----- Given records

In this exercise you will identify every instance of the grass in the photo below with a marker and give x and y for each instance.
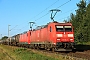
(24, 54)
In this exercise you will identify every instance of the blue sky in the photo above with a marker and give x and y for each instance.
(18, 13)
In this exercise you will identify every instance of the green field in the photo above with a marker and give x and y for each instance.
(26, 54)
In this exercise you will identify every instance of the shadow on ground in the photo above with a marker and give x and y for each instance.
(82, 47)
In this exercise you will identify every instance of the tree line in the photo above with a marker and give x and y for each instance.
(81, 22)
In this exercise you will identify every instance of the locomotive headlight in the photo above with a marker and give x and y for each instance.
(70, 35)
(71, 39)
(59, 35)
(58, 39)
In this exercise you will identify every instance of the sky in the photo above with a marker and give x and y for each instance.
(16, 14)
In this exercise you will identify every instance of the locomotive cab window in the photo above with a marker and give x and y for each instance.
(59, 28)
(50, 29)
(68, 28)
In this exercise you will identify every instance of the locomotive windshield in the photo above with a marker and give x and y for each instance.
(68, 28)
(59, 28)
(63, 28)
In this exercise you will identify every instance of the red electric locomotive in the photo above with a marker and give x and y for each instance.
(56, 36)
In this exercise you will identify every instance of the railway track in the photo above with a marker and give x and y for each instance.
(78, 55)
(7, 55)
(70, 55)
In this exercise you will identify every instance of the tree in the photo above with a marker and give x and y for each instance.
(4, 38)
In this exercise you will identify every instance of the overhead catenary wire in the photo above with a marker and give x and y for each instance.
(63, 4)
(42, 12)
(48, 12)
(46, 9)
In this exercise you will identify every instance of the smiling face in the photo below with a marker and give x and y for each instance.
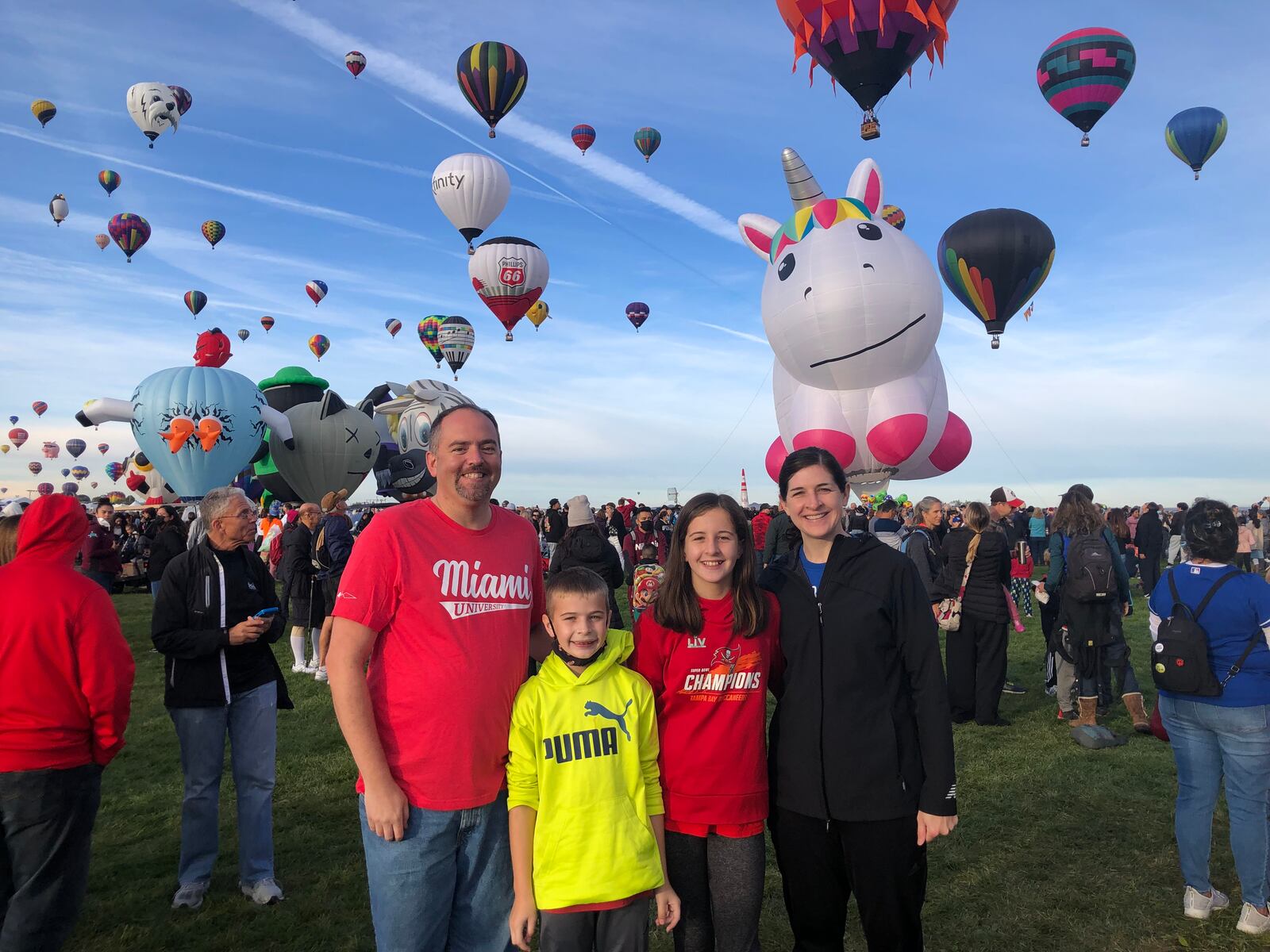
(852, 306)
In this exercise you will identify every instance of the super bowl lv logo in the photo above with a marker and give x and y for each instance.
(511, 271)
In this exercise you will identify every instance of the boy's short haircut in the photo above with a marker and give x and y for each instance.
(575, 582)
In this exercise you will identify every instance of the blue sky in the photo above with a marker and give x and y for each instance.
(1140, 372)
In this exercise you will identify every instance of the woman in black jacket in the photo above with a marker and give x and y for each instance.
(584, 546)
(977, 651)
(860, 748)
(169, 543)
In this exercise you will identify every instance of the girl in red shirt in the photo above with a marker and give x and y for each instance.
(709, 649)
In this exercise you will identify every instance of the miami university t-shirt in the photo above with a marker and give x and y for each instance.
(454, 609)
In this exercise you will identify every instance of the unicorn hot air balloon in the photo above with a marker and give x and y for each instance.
(470, 190)
(456, 340)
(510, 274)
(200, 425)
(130, 232)
(429, 330)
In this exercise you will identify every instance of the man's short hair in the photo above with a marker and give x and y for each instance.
(575, 582)
(435, 440)
(220, 501)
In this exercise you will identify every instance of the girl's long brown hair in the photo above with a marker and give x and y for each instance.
(677, 607)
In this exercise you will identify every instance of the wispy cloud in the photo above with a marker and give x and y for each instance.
(406, 76)
(270, 198)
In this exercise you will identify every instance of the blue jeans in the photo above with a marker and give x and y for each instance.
(446, 885)
(1212, 742)
(252, 724)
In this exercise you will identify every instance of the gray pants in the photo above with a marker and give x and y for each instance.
(611, 931)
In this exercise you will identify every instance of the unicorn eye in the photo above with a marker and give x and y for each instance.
(787, 267)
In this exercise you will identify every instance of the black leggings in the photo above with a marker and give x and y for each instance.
(719, 881)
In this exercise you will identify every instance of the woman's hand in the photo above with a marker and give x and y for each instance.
(929, 827)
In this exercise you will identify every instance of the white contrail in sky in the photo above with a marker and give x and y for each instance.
(397, 71)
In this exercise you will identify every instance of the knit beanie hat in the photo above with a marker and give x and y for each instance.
(579, 512)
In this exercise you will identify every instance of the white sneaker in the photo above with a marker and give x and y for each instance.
(190, 895)
(266, 892)
(1197, 905)
(1253, 922)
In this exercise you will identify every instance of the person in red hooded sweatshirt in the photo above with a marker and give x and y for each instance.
(61, 644)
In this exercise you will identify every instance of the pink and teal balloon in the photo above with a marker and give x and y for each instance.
(1083, 73)
(319, 344)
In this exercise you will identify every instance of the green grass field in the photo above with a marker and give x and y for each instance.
(1058, 847)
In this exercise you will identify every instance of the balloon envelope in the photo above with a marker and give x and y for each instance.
(1083, 73)
(429, 330)
(456, 340)
(995, 260)
(130, 232)
(583, 136)
(1194, 135)
(317, 291)
(492, 78)
(471, 192)
(510, 274)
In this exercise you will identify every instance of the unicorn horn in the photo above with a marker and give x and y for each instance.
(804, 190)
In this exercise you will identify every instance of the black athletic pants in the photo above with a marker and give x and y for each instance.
(977, 670)
(823, 865)
(719, 881)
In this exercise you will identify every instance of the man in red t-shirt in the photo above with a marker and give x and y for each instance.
(442, 598)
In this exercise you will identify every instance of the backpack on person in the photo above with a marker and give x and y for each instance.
(1179, 659)
(1090, 577)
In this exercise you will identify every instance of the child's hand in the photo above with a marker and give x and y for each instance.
(667, 907)
(522, 922)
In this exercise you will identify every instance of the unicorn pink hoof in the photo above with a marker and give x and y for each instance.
(954, 446)
(893, 441)
(841, 444)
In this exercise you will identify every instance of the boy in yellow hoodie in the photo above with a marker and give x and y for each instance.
(584, 793)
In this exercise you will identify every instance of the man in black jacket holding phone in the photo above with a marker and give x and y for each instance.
(215, 617)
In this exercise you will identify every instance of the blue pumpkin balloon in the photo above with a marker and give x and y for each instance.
(201, 425)
(1194, 135)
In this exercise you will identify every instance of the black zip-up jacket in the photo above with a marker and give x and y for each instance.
(861, 729)
(983, 598)
(190, 631)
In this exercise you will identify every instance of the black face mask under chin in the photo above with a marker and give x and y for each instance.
(569, 659)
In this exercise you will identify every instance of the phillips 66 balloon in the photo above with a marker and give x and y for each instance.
(456, 340)
(510, 274)
(470, 190)
(200, 425)
(130, 232)
(492, 78)
(1194, 135)
(1083, 73)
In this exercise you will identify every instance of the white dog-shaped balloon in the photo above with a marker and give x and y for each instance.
(852, 309)
(152, 107)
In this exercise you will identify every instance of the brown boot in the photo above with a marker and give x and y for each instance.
(1089, 712)
(1137, 712)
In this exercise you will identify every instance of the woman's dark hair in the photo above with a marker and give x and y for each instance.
(677, 607)
(1210, 531)
(1076, 516)
(804, 459)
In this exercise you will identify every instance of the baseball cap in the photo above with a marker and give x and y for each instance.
(1003, 494)
(328, 501)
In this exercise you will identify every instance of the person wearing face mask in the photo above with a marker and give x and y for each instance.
(99, 556)
(863, 772)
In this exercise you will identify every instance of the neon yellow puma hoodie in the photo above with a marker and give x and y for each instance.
(583, 754)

----------

**Given problem**
From the data above, write out everything exactly except the pictures.

**Output of the exercise**
In this exercise you will identify every instance of the grass in the photo below with a marker and give x and y for each instance.
(24, 54)
In this exercise you will identify every instance of the blue sky in the photo above with a marker and give x and y for each instance.
(18, 13)
In this exercise you will identify every instance of the green field in the photo above with a marker and give x and y for each instance.
(26, 54)
In this exercise you will identify every instance of the shadow on ground in the photo above with a marker and give x and y for each instance.
(82, 47)
In this exercise you will identify every instance of the tree line in the photo above with a marker and give x and y for each instance.
(81, 22)
In this exercise you will identify every instance of the locomotive headlight in the photo above with a marker and give x and y for each instance.
(70, 35)
(71, 39)
(59, 35)
(58, 39)
In this exercise you will identify every instance of the sky in the photo above with a marker and give x and y for each instance.
(16, 14)
In this exercise you will identify every instance of the locomotive cab window in the photo above with a marker and give x and y for each instance.
(59, 28)
(50, 29)
(68, 28)
In this exercise you will identify every instance of the locomotive windshield in the photo above with a marker and give x and y for each instance.
(68, 28)
(59, 28)
(63, 28)
In this exercise you will identify every instance of the red electric locomotive in the photo above with a marker and give x and y for each instance.
(56, 36)
In this exercise you will identify every instance of the railway track in the photo above with a marker and give x and y for each instance.
(78, 55)
(7, 55)
(70, 55)
In this exercise you will identify every instance of the tree in the photo above with a marker and give x and y for each instance.
(4, 38)
In this exercise you will identify every instance of the overhead catenary wire in the photo above with a marker and give x and y for each instance.
(63, 4)
(42, 12)
(48, 12)
(46, 9)
In this exercise you will identify every instance of the smiling face in the photo below with a marker and give x and y for each instance.
(852, 306)
In this exercise you will identify every instance of the super bowl lv logo in the photo above with a marker and give x and y for each instance.
(511, 271)
In this exercise you will identify every instance of the boy's short haircut in the photo above with a marker and give x and y for each instance.
(575, 582)
In this exercise you will identify every instance of the blue sky in the photo above with a marker and give x and y for each instance.
(1140, 372)
In this exercise you will identify every instance of the woman in black jacket in the photo above with a marker and give x and y for each instance.
(584, 546)
(977, 651)
(860, 748)
(169, 543)
In this exercise you will identify every instance of the girl in red shirt in the photo above with a marker and give x and y for each instance.
(709, 649)
In this exercise you will identify every instance of the miami university t-shirt in the photo above with a marker and give x and y for each instance.
(454, 609)
In this exercise you will identify every instance of the unicorn hot air balloon in the photo above with a marker and give x and y for each instance.
(470, 190)
(456, 340)
(510, 274)
(200, 425)
(130, 232)
(429, 330)
In this exercise you will identify every instance of the man's short hair in the photo above with a marker and give x and y for each instance.
(575, 582)
(435, 440)
(220, 501)
In this exercise you will identify every instance of the girl's long brown hair in the photo above with a marker and give x and y for each instance.
(677, 607)
In this exercise you will identify every instance of the wispy cloud in the photo above with a marker and give x and y for each instance.
(406, 76)
(270, 198)
In this exercise you will identify every instance of the blue jeans in the photo above with a marker and give x and y for each instance.
(446, 885)
(1212, 742)
(252, 724)
In this exercise you will identify every instance of the gray pants in the photo above with a marker and give x and y for each instance.
(611, 931)
In this exercise you will identify every instance of the unicorn eye in the photo above with a marker and give x and y for each instance.
(787, 267)
In this exercise you will identify every instance of the black leggings in the photo above with a marker and give x and y for each instance.
(719, 881)
In this exercise you will identify every instance of the woman's hand in the photo above with a marker and give x and y for each instance.
(929, 827)
In this exercise you will identify every instance of the white contrail in sky in the photo above with a marker and give x and y for each instance.
(397, 71)
In this exercise you will identify every instance of the knit beanie hat in the photo above with a marker and give x and y for each instance.
(579, 512)
In this exercise you will identify every instance of the white sneaker in the photo above with a marker and give x and y for each instance.
(190, 895)
(266, 892)
(1197, 905)
(1253, 922)
In this exercise you will identify every instance of the person in red hooded sweatshirt in the photo above with a marker and give x and y for each instance.
(61, 644)
In this exercise you will identify every instance of the pink and teal balloon in the photo above with a marker and give x and y for each instance.
(1083, 73)
(319, 344)
In this exercise you will identify every instance of the green grass field in the photo above with a marker and give x and y for each instance.
(1058, 847)
In this exercise you will identify every instance of the balloon envelope in the photo above with a marker and give x and y for each instance.
(1083, 73)
(429, 330)
(456, 340)
(995, 260)
(130, 232)
(583, 136)
(1194, 135)
(317, 291)
(492, 78)
(471, 192)
(510, 274)
In this exercise you will identify every instance of the unicorn horn in the photo above with a marker and give x and y for each instance.
(804, 190)
In this exercise you will identify every instance of the black athletic pants in the photo above with a marker and give x and y for each instance.
(977, 670)
(823, 865)
(719, 881)
In this exercise you will identify every instance of the man in red t-shirt in the photo above with a marker and give x and y for each instance.
(442, 598)
In this exercise you will identify every instance of the backpack on person in the photo above with a marker and give x and y for each instance.
(1179, 659)
(1090, 577)
In this exercise you will identify every instance of the child's hand in the photo above with a marker and give x and y for each instance.
(667, 907)
(522, 922)
In this exercise you will identify every instance of the unicorn pink hoof in the photo above with a marker and give x and y for each instance.
(954, 446)
(893, 441)
(841, 444)
In this exercise you will identify every instance of the boy in yellow hoodie in the photo above with a marker and give x and y for each instance.
(584, 793)
In this exercise you will identify every instance of the man in black jacket holding phone in the photo above with a marker and give x and y for each instance.
(215, 617)
In this exercise you will identify every instance of the blue pumpkin balloon in the photo above with a marker and give x and y for each instance.
(201, 425)
(1194, 135)
In this exercise you will identify every instance of the black zip-up jacket in the photo above with a marker and give x and y for each instance.
(861, 729)
(983, 598)
(190, 631)
In this exercise you will identify every instance of the black face mask under chin in the photo above with a marker and give x and y for each instance.
(569, 659)
In this exercise you will identify every instance of the phillips 66 balloon in the photo above with a marker and give x and y for each instance.
(456, 340)
(510, 274)
(470, 190)
(200, 425)
(130, 232)
(492, 78)
(1194, 135)
(1083, 73)
In this exercise you will identify every instance of the white dog-shaped balloon in the photo above with a marker and give x and y for each instance.
(852, 309)
(152, 107)
In this exercise you will identify every instance of the brown boot in the photo above with a marker and give x and y for each instance.
(1089, 712)
(1137, 712)
In this exercise you will identify every instance of the woman's dark hair in the photo above with a marker and give x and y for each instance.
(677, 607)
(1210, 531)
(1076, 516)
(804, 459)
In this exercise you will identify every instance of the baseball cap in the photo above with a marker and give x and y for each instance.
(1003, 494)
(328, 501)
In this exercise you will identify every instance of the person wearing face mask in the photo above with a marker and give x and y for each instance.
(99, 556)
(863, 772)
In this exercise you will identify every instance of the neon yellow puma hoodie in the photo above with a marker and give x and y for each instance.
(583, 754)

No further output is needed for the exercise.